> DOCUMENT EXCERPT:
Here's the pitch deck smart contact lens startup Xpanceo used to raise $250 million and become a unicorn

Xpanceo says smart contact lenses will be the computing interface of the future.
The Dubai-based startup has raised $250 million at a $1.35 billion valuation.
Here's the pitch deck laying out its team, product road map, and more.
Smart contact lens startup Xpanceo announced earlier this month that it has raised $250 million in Series A funding, valuing the company at $1.35 billion.
In the coming years, the Dubai-based startup envisions contact lenses that could offer augmented reality, night vision, and zoom, health tracking through tear fluid, and other features.
"The initial idea was to merge all the screens you have into one limitless screen," and to arm wearers with "new abilities," said cofounder and managing partner Roman Axelrod, a 35-year-old serial entrepreneur. He said the company's unicorn status is a sign it's on the right path.
Physicist Valentyn Volkov also cofounded Xpanceo.
Hong Kong-based Opportunity Venture led the funding round, which also led Xpanceo's $40 million seed round in 2023. The funds will go to product development and expanding the company's team, which consists of about 100 employees.
Xpanceo has built 15 prototype lenses, including ones that can charge wirelessly and measure interocular pressure, or eye fluid pressure. It aims to combine these capabilities into one lens by early 2027 and begin seeking FDA approval.
After that, it plans to start on narrow business use cases, such as working with medical organizations on lenses that can measure interocular pressure. That's because launching a first-generation product to the consumer market can be "suicide," Axelrod said, nodding to Humane and Rabbit. Both AI wearables weathered negative reviews, and Humane's device was discontinued.
Business customer projects could arrive as soon as 2028, and the lenses could be available to the public in the early 2030s, he said. In the future, lenses could be controlled by eye tracking, tongue movements, or voice control, the company said.
Xpanceo isn't alone in attempting to solve the complexity of smart contact lenses. Google and Samsung began exploring the field roughly a decade ago.

> LIST OF TASKS:
1/ Copy the passage of the Xpanceo article from "The Dubai-based startup has" up to and including "at $1.35 billion.".
2/ According to the Xpanceo article, why does the company plan to begin with narrow business use cases rather than a consumer launch?
3/ Based on the Xpanceo article, answer yes or no to each statement and quote the words that decide it: (a) The investor that led the funding round is based in Hong Kong. (b) Xpanceo's team consists of about 40 employees. (c) Google and Samsung began exploring smart contact lenses roughly twenty years ago.
The data that follows plays no part in this work.

Saved data entries
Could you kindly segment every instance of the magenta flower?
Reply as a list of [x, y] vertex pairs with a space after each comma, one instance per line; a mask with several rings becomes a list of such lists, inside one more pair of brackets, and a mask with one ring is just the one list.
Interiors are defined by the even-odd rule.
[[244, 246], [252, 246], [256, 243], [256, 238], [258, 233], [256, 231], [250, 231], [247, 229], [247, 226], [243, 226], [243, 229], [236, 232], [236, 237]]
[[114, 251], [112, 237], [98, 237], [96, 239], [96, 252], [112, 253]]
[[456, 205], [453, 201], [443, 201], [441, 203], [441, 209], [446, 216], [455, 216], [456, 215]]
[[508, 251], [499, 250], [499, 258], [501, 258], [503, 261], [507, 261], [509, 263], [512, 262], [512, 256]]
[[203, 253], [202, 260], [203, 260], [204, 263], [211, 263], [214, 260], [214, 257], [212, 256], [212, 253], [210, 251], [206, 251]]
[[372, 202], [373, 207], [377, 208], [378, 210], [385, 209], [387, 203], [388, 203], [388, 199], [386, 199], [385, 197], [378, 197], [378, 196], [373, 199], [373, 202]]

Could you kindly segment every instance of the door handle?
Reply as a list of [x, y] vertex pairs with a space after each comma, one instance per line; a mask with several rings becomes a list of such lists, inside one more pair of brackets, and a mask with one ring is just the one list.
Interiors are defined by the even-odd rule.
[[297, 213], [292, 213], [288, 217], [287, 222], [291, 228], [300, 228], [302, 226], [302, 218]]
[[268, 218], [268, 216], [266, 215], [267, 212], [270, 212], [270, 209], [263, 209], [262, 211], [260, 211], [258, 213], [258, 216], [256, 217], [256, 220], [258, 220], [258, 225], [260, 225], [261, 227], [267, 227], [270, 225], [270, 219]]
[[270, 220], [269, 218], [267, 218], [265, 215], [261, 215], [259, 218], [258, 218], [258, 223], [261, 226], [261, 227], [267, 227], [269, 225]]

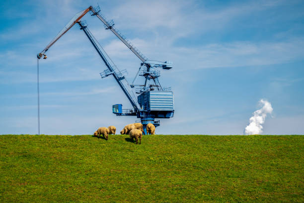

> SOLUTIONS:
1/
The Dubai-based startup has raised $250 million at a $1.35 billion valuation.
Here's the pitch deck laying out its team, product road map, and more.
Smart contact lens startup Xpanceo announced earlier this month that it has raised $250 million in Series A funding, valuing the company at $1.35 billion.

2/ Axelrod said that launching a first-generation product to the consumer market can be "suicide." He pointed to the AI wearables Humane and Rabbit, which both weathered negative reviews, and Humane's device was discontinued.

3/
(a) Yes: "Hong Kong-based Opportunity Venture led the funding round"
(b) No: "the company's team, which consists of about 100 employees"
(c) No: "Google and Samsung began exploring the field roughly a decade ago"